** Document text **

The Quran explicitly promises salvation for all those righteous Christians who were there before the arrival of Muhammad:
Lo! Those who believe (in that which is revealed unto thee, Muhammad), and those who are Jews, and Christians, and Sabaeans – whoever believeth in Allah and the Last Day and doeth right – surely their reward is with their Lord, and there shall no fear come upon them neither shall they grieve.— Quran, Sura 2 (Al-Baqara), ayat 62
The Quran also makes it clear that the Christians will be nearest in love to those who follow the Quran and praises Christians for being humble and wise:
“And thou wilt find the nearest of them in affection to those who believe (to be) those who say: Lo! We are Christians. That is because there are among them priests and monks, and because they are not proud. When they listen to that which hath been revealed unto the messengers, thou seest their eyes overflow with tears because of their recognition of the Truth. They say: Our Lord, we believe. Inscribe us as among the witnesses.
How should we not believe in Allah and that which hath come unto us of the Truth. And (how should we not) hope that our Lord will bring us in along with righteous folk?
Allah hath rewarded them for that their saying – Gardens underneath which rivers flow, wherein they will abide for ever. That is the reward of the good.”— Quran, Sura 5 (Al-Ma’ida), ayat 82–85
Early Christian writers on Islam and Muhammad
See also: Medieval Christian views on Muhammad
John of Damascus
In 746 John of Damascus (sometimes St. John of Damascus) wrote the Fount of Knowledge part two of which is entitled Heresies in Epitome: How They Began and Whence They Drew Their Origin. In this work St. John makes extensive reference to the Quran and, in St. Johns’s opinion, its failure to live up to even the most basic scrutiny. The work is not exclusively concerned with the Ismaelites (a name for the Muslims as they claimed to have descended from Ismael) but all heresy. The Fount of Knowledge references several suras directly often with apparent incredulity.
From that time to the present a false prophet named Mohammed has appeared in their midst. This man, after having chanced upon the Old and New Testaments and likewise, it seems, having conversed with an Arian monk, devised his own heresy. Then, having insinuated himself into the good graces of the people by a show of seeming piety, he gave out that a certain book had been sent down to him from heaven. He had set down some ridiculous compositions in this book of his and he gave it to them as an object of veneration. … There are many other extraordinary and quite ridiculous things in this book which he boasts was sent down to him from God. But when we ask: ‘And who is there to testify that God gave him the book? And which of the prophets foretold that such a prophet would rise up?’ – they are at a loss. And we remark that Moses received the Law on Mount Sinai, with God appearing in the sight of all the people in cloud, and fire, and darkness, and storm. And we say that all the Prophets from Moses on down foretold the coming of Christ and how Christ God (and incarnate Son of God) was to come and to be crucified and die and rise again, and how He was to be the judge of the living and dead. Then, when we say: ‘How is it that this prophet of yours did not come in the same way, with others bearing witness to him? And how is it that God did not in your presence present this man with the book to which you refer, even as He gave the Law to Moses, with the people looking on and the mountain smoking, so that you, too, might have certainty?’ – they answer that God does as He pleases. ‘This,’ we say, ‘We know, but we are asking how the book came down to your prophet.’ Then they reply that the book came down to him while he was asleep.

** Task prompt **
According to the text on the Quran and early Christian writers above, why does the passage from Sura 5 say Christians are nearest in affection to those who believe? Answer in one to three sentences.

** Entries **
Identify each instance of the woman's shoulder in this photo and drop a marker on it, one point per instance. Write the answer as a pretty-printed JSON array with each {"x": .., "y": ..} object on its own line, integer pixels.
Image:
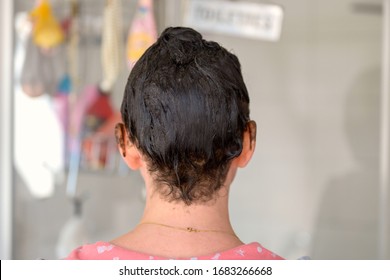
[{"x": 106, "y": 251}]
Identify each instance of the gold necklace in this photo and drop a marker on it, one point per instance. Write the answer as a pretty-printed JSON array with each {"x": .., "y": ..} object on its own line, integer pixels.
[{"x": 188, "y": 229}]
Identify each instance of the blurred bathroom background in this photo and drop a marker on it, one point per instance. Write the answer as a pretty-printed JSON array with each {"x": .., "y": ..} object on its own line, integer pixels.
[{"x": 316, "y": 186}]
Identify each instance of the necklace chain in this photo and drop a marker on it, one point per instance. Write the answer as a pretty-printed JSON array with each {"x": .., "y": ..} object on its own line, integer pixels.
[{"x": 188, "y": 229}]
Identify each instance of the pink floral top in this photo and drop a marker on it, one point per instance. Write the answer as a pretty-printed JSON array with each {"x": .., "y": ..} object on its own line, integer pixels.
[{"x": 106, "y": 251}]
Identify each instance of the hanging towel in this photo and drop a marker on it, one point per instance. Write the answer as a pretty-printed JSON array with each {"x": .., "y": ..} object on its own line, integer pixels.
[
  {"x": 47, "y": 32},
  {"x": 111, "y": 53},
  {"x": 142, "y": 33}
]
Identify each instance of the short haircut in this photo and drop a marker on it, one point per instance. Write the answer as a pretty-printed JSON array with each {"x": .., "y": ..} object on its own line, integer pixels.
[{"x": 186, "y": 108}]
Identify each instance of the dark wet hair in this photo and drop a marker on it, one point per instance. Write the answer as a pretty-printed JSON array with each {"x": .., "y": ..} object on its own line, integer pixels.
[{"x": 186, "y": 107}]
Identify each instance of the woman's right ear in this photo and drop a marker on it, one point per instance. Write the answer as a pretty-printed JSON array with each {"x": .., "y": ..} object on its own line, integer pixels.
[{"x": 128, "y": 150}]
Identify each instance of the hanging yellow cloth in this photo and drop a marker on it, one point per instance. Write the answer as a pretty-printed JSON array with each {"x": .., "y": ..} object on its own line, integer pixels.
[
  {"x": 142, "y": 33},
  {"x": 47, "y": 32}
]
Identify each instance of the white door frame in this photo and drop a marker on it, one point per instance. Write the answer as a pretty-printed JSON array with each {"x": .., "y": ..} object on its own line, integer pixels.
[{"x": 6, "y": 78}]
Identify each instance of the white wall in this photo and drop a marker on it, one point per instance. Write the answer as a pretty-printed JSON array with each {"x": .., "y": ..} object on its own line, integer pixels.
[{"x": 312, "y": 187}]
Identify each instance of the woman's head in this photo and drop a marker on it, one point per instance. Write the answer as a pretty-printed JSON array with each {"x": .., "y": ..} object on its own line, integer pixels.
[{"x": 186, "y": 108}]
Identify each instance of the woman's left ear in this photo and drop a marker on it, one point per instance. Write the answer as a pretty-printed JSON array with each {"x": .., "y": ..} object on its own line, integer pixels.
[
  {"x": 248, "y": 144},
  {"x": 128, "y": 150}
]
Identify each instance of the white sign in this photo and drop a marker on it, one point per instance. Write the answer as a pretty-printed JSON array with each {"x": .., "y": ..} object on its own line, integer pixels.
[{"x": 244, "y": 19}]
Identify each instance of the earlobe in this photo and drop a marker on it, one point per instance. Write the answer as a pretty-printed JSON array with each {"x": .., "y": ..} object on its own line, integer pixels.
[
  {"x": 248, "y": 145},
  {"x": 120, "y": 136},
  {"x": 128, "y": 150}
]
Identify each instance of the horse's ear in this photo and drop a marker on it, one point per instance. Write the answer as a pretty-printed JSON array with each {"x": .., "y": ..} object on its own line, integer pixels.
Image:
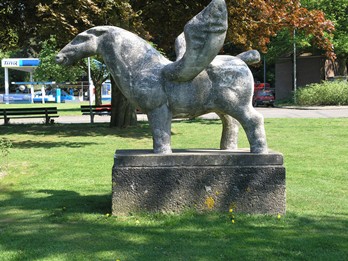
[{"x": 98, "y": 30}]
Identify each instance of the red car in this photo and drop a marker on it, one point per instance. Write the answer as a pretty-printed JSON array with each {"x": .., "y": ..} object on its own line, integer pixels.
[{"x": 263, "y": 97}]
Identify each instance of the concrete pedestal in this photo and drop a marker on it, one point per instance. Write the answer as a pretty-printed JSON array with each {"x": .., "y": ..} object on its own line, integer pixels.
[{"x": 198, "y": 179}]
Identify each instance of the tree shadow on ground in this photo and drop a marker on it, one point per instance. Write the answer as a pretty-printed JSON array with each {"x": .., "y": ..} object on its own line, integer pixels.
[
  {"x": 142, "y": 130},
  {"x": 59, "y": 227}
]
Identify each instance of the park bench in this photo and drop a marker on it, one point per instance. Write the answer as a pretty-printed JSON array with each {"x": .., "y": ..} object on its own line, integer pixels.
[
  {"x": 92, "y": 110},
  {"x": 24, "y": 113}
]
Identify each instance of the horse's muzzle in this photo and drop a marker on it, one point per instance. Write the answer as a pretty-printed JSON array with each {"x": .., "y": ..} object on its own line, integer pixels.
[{"x": 61, "y": 59}]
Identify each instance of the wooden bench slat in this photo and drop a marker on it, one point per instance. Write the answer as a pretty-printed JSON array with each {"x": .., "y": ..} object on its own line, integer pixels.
[
  {"x": 46, "y": 112},
  {"x": 92, "y": 110}
]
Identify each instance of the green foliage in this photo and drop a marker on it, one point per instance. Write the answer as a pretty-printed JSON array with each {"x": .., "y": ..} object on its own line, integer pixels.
[
  {"x": 49, "y": 70},
  {"x": 337, "y": 12},
  {"x": 325, "y": 93}
]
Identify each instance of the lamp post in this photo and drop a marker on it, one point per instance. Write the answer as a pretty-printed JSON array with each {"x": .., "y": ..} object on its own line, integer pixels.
[
  {"x": 295, "y": 67},
  {"x": 90, "y": 82}
]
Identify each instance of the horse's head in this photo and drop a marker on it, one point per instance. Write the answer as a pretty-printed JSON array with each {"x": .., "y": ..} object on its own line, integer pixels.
[{"x": 83, "y": 45}]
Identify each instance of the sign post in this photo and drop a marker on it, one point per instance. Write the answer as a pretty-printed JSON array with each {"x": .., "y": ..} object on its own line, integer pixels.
[{"x": 21, "y": 64}]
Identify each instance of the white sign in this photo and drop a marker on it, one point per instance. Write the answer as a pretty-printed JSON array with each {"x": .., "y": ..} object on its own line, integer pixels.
[
  {"x": 10, "y": 62},
  {"x": 24, "y": 62}
]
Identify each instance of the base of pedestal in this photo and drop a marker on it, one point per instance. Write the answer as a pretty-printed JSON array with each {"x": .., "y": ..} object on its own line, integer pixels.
[{"x": 198, "y": 179}]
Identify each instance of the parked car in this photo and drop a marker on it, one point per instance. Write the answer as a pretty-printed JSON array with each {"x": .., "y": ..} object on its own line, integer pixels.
[{"x": 263, "y": 97}]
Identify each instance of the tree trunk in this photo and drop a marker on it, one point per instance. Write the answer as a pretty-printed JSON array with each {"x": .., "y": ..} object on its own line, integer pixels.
[
  {"x": 122, "y": 112},
  {"x": 97, "y": 92},
  {"x": 342, "y": 66}
]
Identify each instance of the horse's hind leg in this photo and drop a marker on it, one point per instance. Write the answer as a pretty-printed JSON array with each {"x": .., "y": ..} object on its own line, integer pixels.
[
  {"x": 160, "y": 121},
  {"x": 230, "y": 128},
  {"x": 253, "y": 124}
]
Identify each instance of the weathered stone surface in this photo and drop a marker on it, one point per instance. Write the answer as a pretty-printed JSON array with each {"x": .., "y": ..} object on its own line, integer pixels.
[
  {"x": 198, "y": 179},
  {"x": 198, "y": 82}
]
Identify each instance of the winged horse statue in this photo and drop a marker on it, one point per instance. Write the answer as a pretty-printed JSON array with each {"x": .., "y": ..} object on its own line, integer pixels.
[{"x": 198, "y": 82}]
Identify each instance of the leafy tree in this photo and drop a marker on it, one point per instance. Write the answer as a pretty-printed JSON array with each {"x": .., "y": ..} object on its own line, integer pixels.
[
  {"x": 49, "y": 70},
  {"x": 99, "y": 74},
  {"x": 337, "y": 12},
  {"x": 252, "y": 24}
]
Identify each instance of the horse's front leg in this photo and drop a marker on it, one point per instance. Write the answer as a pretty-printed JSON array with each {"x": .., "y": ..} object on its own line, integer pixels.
[
  {"x": 160, "y": 120},
  {"x": 230, "y": 129}
]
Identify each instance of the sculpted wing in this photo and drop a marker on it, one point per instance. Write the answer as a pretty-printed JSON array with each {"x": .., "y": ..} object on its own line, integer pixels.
[{"x": 201, "y": 41}]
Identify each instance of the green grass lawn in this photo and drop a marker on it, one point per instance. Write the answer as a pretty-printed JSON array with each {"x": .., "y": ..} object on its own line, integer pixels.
[{"x": 55, "y": 197}]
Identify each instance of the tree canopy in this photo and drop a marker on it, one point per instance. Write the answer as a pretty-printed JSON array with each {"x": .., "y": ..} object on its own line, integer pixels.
[{"x": 251, "y": 23}]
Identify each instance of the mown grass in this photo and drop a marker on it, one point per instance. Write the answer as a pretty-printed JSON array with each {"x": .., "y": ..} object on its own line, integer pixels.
[
  {"x": 322, "y": 94},
  {"x": 55, "y": 200}
]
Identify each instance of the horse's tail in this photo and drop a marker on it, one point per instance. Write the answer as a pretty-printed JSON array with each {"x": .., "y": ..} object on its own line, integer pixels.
[{"x": 250, "y": 57}]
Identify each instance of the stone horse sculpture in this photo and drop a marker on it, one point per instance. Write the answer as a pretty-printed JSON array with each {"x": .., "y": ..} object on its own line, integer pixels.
[{"x": 198, "y": 82}]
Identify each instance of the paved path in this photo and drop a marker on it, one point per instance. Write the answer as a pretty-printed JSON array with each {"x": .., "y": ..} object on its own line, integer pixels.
[{"x": 284, "y": 112}]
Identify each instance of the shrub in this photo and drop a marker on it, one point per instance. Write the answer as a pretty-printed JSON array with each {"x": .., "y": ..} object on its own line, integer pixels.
[{"x": 325, "y": 93}]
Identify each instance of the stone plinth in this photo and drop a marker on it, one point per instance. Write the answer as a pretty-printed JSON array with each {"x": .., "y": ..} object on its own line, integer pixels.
[{"x": 198, "y": 179}]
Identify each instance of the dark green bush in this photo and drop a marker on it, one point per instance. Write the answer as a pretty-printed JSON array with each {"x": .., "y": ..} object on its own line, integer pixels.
[{"x": 325, "y": 93}]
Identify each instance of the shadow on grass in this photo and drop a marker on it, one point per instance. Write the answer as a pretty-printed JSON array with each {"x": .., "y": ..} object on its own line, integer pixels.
[
  {"x": 142, "y": 130},
  {"x": 66, "y": 225}
]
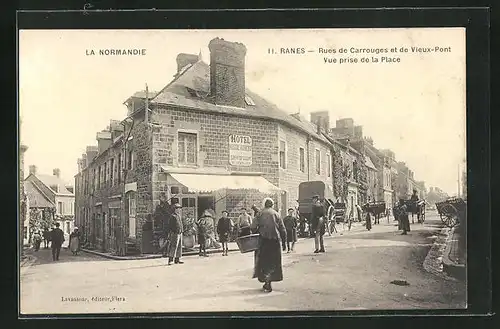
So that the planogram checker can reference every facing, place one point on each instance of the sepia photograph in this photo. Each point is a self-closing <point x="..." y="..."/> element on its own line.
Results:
<point x="166" y="171"/>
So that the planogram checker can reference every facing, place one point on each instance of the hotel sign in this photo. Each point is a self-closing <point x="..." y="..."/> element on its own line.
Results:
<point x="240" y="150"/>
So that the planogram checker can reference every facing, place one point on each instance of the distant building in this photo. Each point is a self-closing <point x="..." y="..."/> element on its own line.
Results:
<point x="52" y="198"/>
<point x="23" y="201"/>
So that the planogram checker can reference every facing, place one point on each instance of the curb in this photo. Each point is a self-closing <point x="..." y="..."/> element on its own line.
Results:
<point x="453" y="269"/>
<point x="153" y="256"/>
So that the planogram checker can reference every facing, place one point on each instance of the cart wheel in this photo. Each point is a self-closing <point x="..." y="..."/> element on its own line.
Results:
<point x="450" y="215"/>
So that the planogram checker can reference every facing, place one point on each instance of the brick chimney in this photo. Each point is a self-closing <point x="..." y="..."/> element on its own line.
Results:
<point x="103" y="140"/>
<point x="185" y="59"/>
<point x="227" y="72"/>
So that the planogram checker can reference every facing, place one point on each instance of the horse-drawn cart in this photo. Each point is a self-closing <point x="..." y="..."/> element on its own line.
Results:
<point x="452" y="211"/>
<point x="306" y="192"/>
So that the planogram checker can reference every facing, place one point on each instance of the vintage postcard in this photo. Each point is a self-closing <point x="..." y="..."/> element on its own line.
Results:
<point x="242" y="170"/>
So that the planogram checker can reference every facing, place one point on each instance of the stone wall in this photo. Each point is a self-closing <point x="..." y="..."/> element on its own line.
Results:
<point x="292" y="176"/>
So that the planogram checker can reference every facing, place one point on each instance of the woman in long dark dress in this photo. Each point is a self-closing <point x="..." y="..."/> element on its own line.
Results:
<point x="271" y="230"/>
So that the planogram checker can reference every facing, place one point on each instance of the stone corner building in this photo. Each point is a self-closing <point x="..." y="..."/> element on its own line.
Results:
<point x="23" y="200"/>
<point x="206" y="142"/>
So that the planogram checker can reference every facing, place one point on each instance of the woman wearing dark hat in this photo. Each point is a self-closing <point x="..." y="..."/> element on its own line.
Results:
<point x="224" y="228"/>
<point x="269" y="225"/>
<point x="403" y="217"/>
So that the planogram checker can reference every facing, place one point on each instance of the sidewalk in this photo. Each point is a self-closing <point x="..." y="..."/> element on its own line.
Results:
<point x="454" y="255"/>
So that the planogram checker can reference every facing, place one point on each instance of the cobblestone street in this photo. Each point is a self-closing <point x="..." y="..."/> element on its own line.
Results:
<point x="355" y="273"/>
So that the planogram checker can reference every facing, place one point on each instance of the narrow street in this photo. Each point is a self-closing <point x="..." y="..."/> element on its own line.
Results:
<point x="355" y="273"/>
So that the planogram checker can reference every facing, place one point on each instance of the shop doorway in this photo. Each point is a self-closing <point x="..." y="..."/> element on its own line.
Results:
<point x="205" y="202"/>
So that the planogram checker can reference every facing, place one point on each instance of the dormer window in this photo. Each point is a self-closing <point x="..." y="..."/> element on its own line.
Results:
<point x="249" y="101"/>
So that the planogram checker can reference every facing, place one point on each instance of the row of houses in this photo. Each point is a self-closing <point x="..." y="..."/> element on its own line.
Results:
<point x="48" y="199"/>
<point x="207" y="141"/>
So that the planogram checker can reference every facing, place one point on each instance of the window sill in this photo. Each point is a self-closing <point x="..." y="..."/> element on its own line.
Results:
<point x="186" y="165"/>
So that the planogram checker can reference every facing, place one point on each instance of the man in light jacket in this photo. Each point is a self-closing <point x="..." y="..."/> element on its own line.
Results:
<point x="175" y="236"/>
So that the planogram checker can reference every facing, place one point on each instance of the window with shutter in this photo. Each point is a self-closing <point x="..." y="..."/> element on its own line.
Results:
<point x="187" y="148"/>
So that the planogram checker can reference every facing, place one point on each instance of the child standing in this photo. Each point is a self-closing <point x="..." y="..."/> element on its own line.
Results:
<point x="290" y="223"/>
<point x="224" y="228"/>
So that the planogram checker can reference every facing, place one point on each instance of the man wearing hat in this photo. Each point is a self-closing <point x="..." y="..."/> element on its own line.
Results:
<point x="175" y="236"/>
<point x="318" y="224"/>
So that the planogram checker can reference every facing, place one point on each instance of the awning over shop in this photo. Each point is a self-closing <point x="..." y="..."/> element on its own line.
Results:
<point x="208" y="183"/>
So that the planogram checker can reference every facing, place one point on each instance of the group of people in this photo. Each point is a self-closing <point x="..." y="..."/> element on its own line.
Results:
<point x="56" y="239"/>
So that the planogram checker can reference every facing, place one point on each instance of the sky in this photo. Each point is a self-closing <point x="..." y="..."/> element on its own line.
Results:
<point x="416" y="107"/>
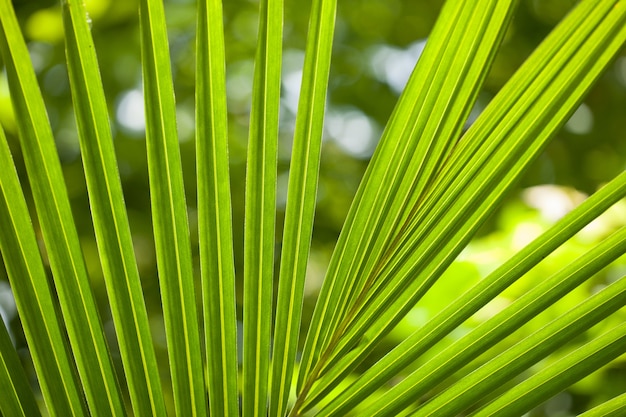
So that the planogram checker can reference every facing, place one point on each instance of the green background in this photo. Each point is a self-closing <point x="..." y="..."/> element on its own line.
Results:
<point x="376" y="43"/>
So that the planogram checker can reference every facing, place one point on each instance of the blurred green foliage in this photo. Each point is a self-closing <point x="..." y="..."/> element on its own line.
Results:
<point x="376" y="44"/>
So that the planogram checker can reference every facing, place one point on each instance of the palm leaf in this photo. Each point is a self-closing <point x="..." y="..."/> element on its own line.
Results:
<point x="109" y="216"/>
<point x="426" y="192"/>
<point x="169" y="212"/>
<point x="301" y="195"/>
<point x="214" y="211"/>
<point x="260" y="208"/>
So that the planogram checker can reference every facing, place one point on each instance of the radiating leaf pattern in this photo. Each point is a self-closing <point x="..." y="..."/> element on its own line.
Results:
<point x="428" y="189"/>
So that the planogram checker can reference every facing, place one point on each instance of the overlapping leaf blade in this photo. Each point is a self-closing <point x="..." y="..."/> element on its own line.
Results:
<point x="528" y="351"/>
<point x="214" y="211"/>
<point x="465" y="196"/>
<point x="109" y="215"/>
<point x="423" y="128"/>
<point x="169" y="214"/>
<point x="466" y="305"/>
<point x="33" y="296"/>
<point x="260" y="210"/>
<point x="558" y="376"/>
<point x="17" y="397"/>
<point x="301" y="197"/>
<point x="60" y="236"/>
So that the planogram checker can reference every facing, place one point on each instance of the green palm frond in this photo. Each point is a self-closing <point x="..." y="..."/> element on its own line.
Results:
<point x="428" y="189"/>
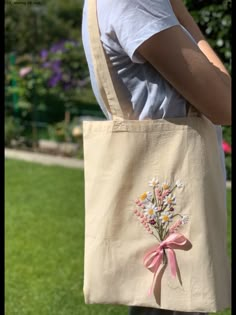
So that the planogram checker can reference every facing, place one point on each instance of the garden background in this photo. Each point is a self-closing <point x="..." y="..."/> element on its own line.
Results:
<point x="47" y="95"/>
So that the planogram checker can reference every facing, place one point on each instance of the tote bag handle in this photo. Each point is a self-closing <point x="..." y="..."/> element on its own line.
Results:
<point x="118" y="106"/>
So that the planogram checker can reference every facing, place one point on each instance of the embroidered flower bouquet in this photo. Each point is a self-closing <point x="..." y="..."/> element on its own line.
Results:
<point x="157" y="212"/>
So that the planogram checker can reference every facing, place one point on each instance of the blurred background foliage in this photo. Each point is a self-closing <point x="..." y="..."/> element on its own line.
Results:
<point x="46" y="75"/>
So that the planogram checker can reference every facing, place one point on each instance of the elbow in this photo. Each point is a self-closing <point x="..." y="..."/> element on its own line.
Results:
<point x="224" y="118"/>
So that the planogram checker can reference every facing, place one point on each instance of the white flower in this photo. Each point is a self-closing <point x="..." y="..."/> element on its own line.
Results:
<point x="146" y="196"/>
<point x="166" y="217"/>
<point x="169" y="200"/>
<point x="77" y="131"/>
<point x="184" y="219"/>
<point x="179" y="184"/>
<point x="165" y="186"/>
<point x="150" y="211"/>
<point x="154" y="182"/>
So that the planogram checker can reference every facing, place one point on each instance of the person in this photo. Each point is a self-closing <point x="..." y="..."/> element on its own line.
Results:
<point x="163" y="63"/>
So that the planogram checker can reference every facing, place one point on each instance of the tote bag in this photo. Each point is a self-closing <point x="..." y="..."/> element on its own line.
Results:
<point x="155" y="212"/>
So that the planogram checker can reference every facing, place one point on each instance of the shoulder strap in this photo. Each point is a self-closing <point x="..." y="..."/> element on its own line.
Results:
<point x="113" y="100"/>
<point x="102" y="69"/>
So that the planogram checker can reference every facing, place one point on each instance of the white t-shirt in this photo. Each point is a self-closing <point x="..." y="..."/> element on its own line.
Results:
<point x="124" y="26"/>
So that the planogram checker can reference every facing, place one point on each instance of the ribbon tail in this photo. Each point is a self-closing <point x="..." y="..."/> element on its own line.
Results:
<point x="172" y="261"/>
<point x="156" y="273"/>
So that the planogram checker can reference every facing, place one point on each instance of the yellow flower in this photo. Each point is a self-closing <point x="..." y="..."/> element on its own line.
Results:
<point x="145" y="196"/>
<point x="169" y="200"/>
<point x="165" y="186"/>
<point x="166" y="217"/>
<point x="150" y="211"/>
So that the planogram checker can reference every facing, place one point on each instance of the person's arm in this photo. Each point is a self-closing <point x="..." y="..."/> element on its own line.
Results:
<point x="190" y="72"/>
<point x="188" y="22"/>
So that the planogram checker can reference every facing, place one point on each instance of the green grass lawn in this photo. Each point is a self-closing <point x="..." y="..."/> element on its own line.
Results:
<point x="44" y="230"/>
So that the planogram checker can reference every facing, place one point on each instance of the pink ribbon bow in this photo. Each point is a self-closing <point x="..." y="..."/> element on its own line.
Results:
<point x="154" y="257"/>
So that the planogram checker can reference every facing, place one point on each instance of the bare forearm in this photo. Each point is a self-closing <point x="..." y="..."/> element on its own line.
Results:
<point x="188" y="22"/>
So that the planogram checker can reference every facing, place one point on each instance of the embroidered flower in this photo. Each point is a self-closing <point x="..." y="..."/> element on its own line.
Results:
<point x="150" y="211"/>
<point x="165" y="186"/>
<point x="179" y="184"/>
<point x="158" y="193"/>
<point x="152" y="222"/>
<point x="184" y="219"/>
<point x="169" y="200"/>
<point x="146" y="196"/>
<point x="154" y="182"/>
<point x="157" y="208"/>
<point x="166" y="217"/>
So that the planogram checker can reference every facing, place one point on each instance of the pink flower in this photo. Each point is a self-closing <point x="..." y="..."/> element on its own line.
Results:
<point x="226" y="147"/>
<point x="24" y="71"/>
<point x="152" y="222"/>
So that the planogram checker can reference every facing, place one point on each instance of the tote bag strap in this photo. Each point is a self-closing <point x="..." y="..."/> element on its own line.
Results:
<point x="114" y="102"/>
<point x="103" y="68"/>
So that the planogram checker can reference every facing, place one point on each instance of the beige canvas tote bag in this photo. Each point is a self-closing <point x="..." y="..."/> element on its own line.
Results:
<point x="155" y="212"/>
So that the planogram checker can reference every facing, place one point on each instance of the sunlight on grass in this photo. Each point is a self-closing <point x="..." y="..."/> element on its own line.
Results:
<point x="44" y="226"/>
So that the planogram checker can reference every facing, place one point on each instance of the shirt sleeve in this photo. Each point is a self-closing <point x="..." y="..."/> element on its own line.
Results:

** Task result **
The passage says this is because there are priests and monks among the Christians and because they are not proud.